**WHAT IS NEEDED**
Locate each line below that contains the string "post", matching case exactly, and copy those lines out in full.

- - -

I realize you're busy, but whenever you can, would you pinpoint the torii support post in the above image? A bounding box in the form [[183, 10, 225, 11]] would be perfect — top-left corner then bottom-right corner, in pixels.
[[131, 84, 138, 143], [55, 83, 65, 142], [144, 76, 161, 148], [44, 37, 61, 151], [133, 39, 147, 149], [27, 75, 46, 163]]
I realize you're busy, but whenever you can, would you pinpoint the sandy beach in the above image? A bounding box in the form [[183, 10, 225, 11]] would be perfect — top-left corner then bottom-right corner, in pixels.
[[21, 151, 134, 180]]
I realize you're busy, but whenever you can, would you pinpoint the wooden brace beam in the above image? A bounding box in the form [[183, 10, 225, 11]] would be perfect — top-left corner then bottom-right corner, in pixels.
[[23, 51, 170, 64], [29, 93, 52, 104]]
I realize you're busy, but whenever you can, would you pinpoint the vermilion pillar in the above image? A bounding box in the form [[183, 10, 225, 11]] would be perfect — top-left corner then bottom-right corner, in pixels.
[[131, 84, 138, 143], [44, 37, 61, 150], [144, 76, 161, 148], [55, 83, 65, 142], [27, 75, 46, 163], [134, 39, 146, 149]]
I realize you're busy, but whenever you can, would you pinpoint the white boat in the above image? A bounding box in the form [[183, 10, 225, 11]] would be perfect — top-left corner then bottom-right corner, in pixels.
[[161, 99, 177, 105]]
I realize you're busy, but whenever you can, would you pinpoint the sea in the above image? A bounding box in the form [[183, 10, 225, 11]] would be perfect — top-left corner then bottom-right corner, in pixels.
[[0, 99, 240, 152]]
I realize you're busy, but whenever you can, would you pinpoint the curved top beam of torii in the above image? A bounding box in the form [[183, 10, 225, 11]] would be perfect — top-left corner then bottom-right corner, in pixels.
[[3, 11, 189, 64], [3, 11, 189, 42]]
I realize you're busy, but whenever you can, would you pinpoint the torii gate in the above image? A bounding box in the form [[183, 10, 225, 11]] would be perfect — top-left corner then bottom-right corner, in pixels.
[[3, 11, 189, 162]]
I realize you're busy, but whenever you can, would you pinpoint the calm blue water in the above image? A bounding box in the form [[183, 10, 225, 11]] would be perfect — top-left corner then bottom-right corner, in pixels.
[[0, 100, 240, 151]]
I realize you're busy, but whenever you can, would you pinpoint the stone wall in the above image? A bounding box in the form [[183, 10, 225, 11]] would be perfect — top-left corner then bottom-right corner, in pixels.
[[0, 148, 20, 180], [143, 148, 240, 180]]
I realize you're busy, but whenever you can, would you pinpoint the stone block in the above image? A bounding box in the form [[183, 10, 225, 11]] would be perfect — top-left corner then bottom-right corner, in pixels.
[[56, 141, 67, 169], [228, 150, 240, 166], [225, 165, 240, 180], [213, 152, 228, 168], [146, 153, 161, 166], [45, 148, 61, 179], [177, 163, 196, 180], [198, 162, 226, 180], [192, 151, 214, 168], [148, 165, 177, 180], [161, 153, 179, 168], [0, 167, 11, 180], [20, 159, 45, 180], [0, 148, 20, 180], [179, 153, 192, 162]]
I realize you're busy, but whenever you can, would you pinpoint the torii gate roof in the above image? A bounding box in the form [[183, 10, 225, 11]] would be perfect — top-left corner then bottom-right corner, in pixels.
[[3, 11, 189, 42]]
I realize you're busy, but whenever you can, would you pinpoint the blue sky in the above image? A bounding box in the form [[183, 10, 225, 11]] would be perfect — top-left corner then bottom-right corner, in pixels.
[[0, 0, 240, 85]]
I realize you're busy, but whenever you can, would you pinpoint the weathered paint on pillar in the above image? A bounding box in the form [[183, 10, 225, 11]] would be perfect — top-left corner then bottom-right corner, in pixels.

- - -

**SOLUTION TO THIS EXERCISE**
I realize you're busy, but whenever you can, would you pinpoint the torii support post in the above image? A bounding box in the form [[183, 10, 225, 11]] would be perfect — top-left corner then bottom-right corner, in pixels.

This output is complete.